[EXERCISE MATERIALS]
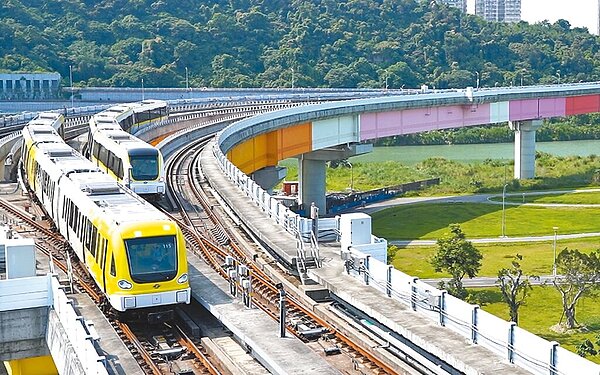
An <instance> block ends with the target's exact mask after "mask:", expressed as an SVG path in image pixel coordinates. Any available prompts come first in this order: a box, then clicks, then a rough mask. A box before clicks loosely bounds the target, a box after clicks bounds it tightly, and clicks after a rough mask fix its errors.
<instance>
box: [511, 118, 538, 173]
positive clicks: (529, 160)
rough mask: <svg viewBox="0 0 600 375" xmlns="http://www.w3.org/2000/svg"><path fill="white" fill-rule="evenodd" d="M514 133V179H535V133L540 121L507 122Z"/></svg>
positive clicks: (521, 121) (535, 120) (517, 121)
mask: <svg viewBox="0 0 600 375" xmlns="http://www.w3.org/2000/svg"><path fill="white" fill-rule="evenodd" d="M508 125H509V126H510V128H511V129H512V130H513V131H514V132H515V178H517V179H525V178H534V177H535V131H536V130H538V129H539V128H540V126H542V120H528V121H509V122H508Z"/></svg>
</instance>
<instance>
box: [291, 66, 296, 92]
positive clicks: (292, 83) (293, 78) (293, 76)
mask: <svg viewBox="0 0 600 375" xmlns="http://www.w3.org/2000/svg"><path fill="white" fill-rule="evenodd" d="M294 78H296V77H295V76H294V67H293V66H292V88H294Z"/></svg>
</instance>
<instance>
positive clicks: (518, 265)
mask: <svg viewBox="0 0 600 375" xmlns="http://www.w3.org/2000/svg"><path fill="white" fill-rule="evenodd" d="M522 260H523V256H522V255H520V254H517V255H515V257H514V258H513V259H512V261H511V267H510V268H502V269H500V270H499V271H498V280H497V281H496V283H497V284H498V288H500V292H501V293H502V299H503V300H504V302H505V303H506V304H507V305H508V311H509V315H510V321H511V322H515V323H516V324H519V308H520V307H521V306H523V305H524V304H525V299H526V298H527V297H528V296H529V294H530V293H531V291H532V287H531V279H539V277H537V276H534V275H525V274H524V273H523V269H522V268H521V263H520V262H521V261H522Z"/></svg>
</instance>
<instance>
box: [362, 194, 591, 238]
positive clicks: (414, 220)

--

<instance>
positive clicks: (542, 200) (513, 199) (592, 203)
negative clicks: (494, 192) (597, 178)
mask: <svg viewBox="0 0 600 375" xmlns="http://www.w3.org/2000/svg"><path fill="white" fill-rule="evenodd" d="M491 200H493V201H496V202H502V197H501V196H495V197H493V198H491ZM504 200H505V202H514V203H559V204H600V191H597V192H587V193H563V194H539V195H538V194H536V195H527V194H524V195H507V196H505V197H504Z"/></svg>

==

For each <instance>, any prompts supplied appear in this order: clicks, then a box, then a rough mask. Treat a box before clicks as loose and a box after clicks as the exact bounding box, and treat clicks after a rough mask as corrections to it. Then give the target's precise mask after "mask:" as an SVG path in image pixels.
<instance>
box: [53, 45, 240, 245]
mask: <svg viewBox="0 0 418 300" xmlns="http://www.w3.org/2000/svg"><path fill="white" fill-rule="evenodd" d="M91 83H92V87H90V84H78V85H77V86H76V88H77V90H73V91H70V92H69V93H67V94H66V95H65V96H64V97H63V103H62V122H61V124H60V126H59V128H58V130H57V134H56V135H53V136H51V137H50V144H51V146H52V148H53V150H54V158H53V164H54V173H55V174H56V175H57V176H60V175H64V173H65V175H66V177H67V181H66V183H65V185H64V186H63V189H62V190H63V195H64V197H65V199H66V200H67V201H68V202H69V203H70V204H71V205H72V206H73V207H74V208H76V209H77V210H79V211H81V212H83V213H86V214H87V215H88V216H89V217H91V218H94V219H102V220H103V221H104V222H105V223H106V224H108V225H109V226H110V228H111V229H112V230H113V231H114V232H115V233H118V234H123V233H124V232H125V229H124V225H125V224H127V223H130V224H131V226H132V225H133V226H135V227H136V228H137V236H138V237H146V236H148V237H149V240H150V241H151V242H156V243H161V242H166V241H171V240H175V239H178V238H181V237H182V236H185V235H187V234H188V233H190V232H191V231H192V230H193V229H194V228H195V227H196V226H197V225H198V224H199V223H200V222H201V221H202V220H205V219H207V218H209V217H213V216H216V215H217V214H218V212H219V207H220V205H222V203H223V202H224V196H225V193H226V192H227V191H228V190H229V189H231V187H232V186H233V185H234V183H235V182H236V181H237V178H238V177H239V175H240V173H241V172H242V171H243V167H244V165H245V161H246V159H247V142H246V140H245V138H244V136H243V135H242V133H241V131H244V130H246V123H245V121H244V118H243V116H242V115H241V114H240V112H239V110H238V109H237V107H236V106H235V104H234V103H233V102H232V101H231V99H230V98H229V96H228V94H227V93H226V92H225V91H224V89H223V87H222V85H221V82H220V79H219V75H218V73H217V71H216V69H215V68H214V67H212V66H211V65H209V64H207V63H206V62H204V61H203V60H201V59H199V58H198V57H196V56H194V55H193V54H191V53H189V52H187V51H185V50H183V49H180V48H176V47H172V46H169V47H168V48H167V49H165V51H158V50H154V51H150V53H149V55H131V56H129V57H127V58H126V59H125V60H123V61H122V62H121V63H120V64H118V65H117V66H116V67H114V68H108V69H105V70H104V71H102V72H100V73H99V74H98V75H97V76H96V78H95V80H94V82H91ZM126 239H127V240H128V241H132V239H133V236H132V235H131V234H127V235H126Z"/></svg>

[WHAT TO PRODUCE] Using the data above, transcribe the lines that run from the line with "An <instance> block" to the line with "positive clicks: (529, 160)", both ends kept, and output nothing else.

[PROBLEM SOLUTION]
An <instance> block ends with the target's exact mask after "mask:", expressed as an SVG path in image pixel coordinates. Any available prompts come first in this order: a box, then clicks, then a rough mask. A box before clicks loosely bounds the target, a box after clicks bounds it tightly, and clicks after a rough mask fix its errors.
<instance>
box: [511, 118, 538, 173]
positive clicks: (529, 160)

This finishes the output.